#### To do
Of all the entries below, retype only the lines from the one with "the wrinkled fabric" through the one with "the cooked shrimp", exactly as they appear.

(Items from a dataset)
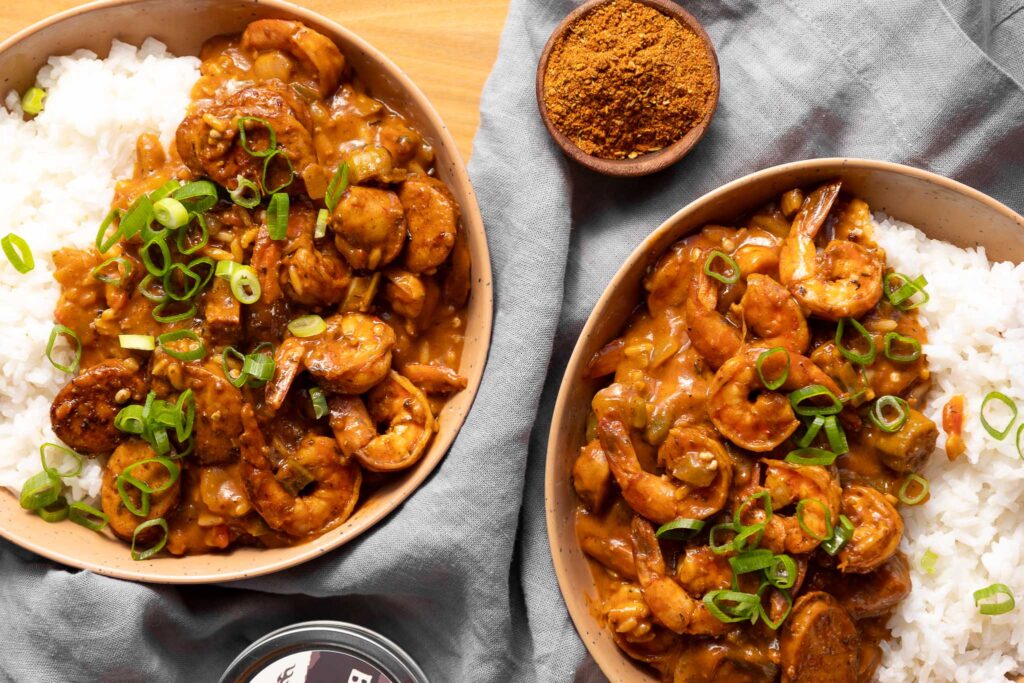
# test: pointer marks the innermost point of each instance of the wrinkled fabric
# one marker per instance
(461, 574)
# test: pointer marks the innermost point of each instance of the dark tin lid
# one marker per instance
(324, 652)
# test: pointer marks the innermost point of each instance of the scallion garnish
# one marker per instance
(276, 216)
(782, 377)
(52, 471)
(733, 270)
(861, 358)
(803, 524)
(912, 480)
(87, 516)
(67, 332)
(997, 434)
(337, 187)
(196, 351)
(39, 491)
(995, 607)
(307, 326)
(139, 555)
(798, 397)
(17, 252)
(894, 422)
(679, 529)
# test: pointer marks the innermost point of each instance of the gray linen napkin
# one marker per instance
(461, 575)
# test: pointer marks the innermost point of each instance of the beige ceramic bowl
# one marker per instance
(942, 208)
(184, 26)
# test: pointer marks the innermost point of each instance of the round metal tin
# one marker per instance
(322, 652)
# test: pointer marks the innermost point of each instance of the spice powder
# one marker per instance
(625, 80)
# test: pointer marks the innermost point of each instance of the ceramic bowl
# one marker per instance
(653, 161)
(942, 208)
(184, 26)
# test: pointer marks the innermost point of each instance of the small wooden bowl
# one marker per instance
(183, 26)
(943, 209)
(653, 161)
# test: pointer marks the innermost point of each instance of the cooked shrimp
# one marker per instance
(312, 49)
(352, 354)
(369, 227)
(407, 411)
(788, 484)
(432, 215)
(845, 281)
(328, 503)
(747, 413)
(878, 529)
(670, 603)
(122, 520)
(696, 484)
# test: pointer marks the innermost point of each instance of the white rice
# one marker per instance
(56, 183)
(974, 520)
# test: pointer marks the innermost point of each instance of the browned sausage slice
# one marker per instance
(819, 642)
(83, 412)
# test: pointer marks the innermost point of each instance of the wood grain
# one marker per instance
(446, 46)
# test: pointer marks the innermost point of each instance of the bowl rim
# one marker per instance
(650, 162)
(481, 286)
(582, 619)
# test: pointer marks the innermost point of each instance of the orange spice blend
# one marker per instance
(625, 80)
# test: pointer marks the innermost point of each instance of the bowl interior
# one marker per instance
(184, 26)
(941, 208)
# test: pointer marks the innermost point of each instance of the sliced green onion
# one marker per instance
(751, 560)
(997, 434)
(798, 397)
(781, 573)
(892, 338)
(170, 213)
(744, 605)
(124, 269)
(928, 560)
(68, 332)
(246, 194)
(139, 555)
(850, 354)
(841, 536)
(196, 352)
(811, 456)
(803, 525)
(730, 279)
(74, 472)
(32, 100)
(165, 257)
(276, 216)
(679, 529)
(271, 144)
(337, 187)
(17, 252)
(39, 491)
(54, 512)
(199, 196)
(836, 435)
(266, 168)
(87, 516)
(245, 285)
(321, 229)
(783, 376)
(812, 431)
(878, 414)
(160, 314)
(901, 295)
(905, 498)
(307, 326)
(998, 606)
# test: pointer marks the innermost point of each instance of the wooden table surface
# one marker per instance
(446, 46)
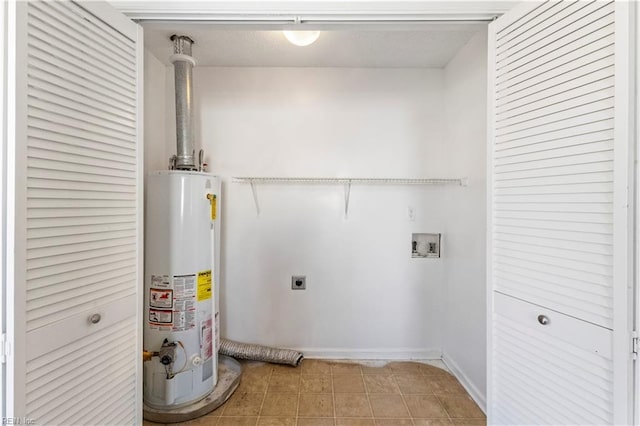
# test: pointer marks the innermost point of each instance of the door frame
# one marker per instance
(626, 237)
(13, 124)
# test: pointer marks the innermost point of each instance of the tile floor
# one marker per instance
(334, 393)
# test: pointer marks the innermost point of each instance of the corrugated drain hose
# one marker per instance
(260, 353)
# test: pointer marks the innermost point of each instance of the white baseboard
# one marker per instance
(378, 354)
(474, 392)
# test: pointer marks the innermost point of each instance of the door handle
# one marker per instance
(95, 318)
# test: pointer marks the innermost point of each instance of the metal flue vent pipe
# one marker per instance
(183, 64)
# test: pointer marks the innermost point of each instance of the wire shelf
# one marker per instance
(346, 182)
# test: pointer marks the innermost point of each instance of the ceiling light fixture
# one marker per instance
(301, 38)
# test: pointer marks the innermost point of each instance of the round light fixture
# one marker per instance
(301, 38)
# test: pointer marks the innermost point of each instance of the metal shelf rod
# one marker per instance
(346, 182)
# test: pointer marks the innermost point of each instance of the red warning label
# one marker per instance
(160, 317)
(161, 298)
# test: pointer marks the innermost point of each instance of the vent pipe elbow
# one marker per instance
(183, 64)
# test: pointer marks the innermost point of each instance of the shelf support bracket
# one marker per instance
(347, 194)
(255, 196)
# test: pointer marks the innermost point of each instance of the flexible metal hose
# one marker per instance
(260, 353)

--

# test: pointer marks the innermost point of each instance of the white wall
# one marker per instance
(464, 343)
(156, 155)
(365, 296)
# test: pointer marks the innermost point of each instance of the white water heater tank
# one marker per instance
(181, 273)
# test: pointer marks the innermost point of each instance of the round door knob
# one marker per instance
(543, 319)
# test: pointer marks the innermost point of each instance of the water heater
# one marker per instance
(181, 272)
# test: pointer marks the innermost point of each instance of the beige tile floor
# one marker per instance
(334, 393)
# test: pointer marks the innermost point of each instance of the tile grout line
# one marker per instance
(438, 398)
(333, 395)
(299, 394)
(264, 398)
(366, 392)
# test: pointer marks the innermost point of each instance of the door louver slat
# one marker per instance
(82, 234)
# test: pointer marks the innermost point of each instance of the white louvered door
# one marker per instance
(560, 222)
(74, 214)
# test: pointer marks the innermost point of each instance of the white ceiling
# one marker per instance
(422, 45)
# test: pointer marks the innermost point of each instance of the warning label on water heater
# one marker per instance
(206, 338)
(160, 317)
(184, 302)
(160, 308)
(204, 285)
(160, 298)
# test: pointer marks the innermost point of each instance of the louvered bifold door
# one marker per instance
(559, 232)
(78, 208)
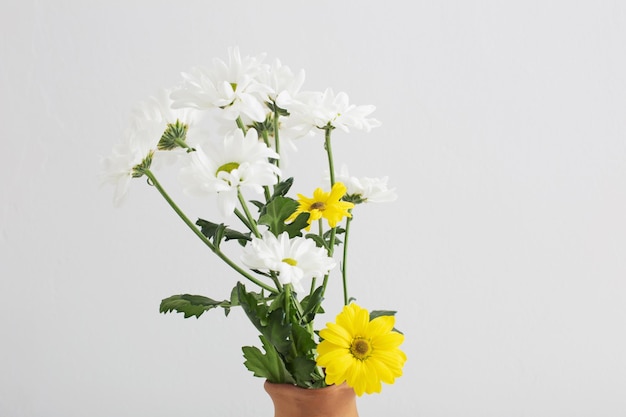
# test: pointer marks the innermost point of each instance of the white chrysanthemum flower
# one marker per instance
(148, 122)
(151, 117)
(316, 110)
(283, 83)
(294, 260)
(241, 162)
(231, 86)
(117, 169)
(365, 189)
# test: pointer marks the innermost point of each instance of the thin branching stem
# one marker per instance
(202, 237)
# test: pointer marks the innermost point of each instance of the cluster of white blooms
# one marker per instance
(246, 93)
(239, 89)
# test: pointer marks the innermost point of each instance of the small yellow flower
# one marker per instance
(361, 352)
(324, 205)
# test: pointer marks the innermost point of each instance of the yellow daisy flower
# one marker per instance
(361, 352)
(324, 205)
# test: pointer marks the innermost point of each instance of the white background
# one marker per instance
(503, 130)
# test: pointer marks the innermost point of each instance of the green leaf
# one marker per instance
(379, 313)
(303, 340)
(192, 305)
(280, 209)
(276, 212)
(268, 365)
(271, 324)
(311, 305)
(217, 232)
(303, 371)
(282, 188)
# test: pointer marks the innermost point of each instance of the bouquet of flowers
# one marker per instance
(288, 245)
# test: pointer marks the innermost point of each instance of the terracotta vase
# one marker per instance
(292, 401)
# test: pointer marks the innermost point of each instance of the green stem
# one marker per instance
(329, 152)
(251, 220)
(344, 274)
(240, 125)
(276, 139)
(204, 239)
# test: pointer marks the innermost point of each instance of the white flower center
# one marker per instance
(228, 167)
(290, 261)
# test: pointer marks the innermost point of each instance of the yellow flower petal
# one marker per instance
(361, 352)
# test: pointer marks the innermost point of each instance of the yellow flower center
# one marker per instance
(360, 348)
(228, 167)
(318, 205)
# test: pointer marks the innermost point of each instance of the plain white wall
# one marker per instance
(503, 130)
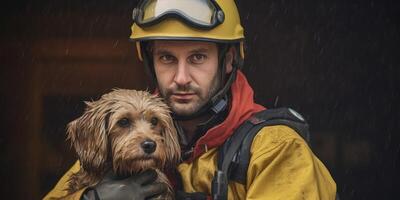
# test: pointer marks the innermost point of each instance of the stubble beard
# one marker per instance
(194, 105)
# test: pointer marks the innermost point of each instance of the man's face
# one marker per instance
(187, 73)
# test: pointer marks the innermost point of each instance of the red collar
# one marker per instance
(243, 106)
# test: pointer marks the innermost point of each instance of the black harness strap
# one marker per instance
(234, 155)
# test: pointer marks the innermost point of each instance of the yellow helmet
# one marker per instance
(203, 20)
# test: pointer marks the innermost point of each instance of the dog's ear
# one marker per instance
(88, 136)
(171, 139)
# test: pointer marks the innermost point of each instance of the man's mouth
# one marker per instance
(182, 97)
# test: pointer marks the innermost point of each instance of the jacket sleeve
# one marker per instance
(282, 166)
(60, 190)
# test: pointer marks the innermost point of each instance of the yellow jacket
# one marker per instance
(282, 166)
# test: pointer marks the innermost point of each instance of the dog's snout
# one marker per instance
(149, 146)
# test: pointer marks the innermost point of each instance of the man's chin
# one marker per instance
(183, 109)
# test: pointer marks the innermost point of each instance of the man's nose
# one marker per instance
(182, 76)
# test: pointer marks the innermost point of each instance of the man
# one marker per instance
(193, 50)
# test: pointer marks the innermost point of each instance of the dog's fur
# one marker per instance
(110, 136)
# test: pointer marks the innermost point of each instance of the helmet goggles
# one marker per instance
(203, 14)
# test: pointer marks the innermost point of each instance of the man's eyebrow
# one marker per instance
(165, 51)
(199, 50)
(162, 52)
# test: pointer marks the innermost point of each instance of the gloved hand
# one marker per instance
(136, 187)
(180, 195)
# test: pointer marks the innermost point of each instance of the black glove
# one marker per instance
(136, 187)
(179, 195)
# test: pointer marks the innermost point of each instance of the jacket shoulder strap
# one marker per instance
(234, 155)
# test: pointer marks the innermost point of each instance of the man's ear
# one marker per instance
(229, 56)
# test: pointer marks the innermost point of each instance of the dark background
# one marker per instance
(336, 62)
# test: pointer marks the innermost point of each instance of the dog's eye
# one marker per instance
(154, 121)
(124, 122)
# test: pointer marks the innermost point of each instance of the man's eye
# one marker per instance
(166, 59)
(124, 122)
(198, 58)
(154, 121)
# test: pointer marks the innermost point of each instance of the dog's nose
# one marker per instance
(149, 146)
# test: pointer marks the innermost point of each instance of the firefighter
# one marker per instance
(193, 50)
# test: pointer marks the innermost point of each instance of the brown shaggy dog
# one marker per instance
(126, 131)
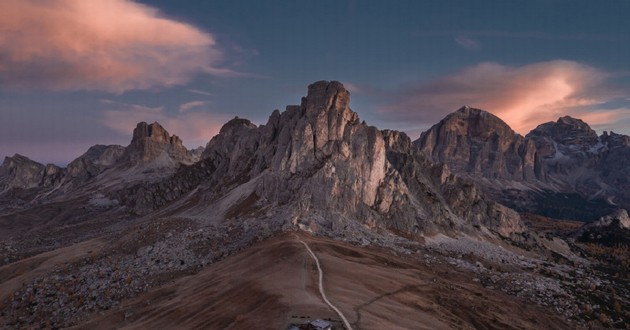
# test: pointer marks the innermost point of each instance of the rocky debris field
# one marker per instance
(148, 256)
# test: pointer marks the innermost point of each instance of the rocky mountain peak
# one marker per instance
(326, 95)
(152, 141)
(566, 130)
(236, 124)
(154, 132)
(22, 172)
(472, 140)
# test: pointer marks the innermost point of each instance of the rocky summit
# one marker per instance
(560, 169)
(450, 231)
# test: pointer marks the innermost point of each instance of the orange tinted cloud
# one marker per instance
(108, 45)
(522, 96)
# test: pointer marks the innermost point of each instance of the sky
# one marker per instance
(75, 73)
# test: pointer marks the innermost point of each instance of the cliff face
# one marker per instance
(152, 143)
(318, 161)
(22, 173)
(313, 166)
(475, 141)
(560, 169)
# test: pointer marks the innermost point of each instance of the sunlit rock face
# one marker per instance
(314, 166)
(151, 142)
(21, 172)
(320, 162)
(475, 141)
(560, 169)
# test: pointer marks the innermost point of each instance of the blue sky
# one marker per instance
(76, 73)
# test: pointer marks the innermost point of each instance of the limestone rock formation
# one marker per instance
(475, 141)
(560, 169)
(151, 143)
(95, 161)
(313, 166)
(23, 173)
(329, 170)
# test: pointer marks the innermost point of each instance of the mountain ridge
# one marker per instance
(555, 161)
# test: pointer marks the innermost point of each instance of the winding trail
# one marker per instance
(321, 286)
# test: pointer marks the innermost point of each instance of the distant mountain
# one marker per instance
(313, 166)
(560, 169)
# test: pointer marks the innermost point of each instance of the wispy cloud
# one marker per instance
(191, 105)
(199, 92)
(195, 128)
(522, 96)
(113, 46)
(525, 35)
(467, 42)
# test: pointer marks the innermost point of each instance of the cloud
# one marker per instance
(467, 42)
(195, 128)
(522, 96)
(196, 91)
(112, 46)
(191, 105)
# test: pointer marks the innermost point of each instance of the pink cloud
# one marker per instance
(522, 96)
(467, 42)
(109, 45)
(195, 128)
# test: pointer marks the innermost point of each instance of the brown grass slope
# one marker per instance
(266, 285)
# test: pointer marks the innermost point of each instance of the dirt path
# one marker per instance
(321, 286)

==

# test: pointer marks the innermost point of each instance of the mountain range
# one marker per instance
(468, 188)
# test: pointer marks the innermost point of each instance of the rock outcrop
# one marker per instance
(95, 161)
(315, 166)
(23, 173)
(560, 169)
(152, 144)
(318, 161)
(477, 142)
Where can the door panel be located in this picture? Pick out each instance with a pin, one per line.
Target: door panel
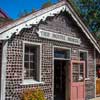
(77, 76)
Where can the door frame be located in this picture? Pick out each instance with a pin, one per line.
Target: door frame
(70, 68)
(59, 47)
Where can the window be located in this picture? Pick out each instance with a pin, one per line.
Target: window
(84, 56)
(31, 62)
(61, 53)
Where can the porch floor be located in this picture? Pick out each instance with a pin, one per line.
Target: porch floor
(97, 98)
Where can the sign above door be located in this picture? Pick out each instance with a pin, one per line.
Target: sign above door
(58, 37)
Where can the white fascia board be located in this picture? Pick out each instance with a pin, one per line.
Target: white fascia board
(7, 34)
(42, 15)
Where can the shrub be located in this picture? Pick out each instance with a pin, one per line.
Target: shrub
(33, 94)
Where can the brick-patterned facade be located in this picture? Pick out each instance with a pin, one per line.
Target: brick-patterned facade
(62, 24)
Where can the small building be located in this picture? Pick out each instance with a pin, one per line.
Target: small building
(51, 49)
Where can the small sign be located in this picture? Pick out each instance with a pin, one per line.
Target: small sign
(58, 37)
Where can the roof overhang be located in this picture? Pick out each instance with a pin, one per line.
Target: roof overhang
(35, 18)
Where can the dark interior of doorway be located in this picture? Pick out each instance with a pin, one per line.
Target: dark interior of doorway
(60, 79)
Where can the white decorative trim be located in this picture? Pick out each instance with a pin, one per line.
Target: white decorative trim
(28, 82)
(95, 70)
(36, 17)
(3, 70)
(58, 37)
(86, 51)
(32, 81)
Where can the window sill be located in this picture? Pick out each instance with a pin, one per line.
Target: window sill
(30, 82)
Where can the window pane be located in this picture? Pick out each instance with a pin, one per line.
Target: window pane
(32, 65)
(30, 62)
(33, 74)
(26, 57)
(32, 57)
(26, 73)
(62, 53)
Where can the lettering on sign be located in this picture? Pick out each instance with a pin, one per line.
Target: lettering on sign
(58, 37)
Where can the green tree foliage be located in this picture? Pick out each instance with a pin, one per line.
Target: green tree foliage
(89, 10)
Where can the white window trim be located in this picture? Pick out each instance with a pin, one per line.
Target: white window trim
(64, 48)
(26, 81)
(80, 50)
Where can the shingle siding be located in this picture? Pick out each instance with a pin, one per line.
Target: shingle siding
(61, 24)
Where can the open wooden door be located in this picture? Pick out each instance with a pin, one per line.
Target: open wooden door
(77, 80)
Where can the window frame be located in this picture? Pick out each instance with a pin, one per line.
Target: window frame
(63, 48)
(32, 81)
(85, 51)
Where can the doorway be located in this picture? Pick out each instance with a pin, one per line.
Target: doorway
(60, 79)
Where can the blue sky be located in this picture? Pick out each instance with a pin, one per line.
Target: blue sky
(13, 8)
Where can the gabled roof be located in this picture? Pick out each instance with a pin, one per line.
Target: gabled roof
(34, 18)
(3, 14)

#### Expected output
# test: pointer marks the innermost point of each instance of the wrinkled fabric
# one marker per instance
(461, 574)
# test: pointer marks the innermost point of each instance of the dark tin lid
# one marker per instance
(324, 652)
# test: pointer marks the innermost point of each instance of the scallion garnish
# one marker per instance
(276, 216)
(782, 377)
(52, 471)
(733, 270)
(861, 358)
(803, 524)
(912, 480)
(87, 516)
(67, 332)
(997, 434)
(337, 187)
(196, 351)
(39, 491)
(995, 607)
(307, 326)
(139, 555)
(798, 397)
(17, 252)
(894, 422)
(679, 529)
# test: pointer marks the innermost point of each instance of the gray linen napkin
# one marker per instance
(461, 575)
# test: pointer marks the innermost point of each instance of the beige ceramic bowl
# one marker per instance
(942, 208)
(184, 26)
# test: pointer marks the innermost point of each instance of the round metal tin
# one marker per instance
(322, 652)
# test: pointer marks the innermost point of each instance of the spice powder
# one marker per instance
(625, 80)
# test: pointer marks the innermost point of each instance of the ceramic bowl
# one marker per instance
(653, 161)
(942, 208)
(184, 26)
# test: pointer marks the innermost point of each instance of the small wooden bowl
# one marker per instance
(183, 26)
(943, 209)
(653, 161)
# test: pointer marks the innermost point of each instance of the cooked shrimp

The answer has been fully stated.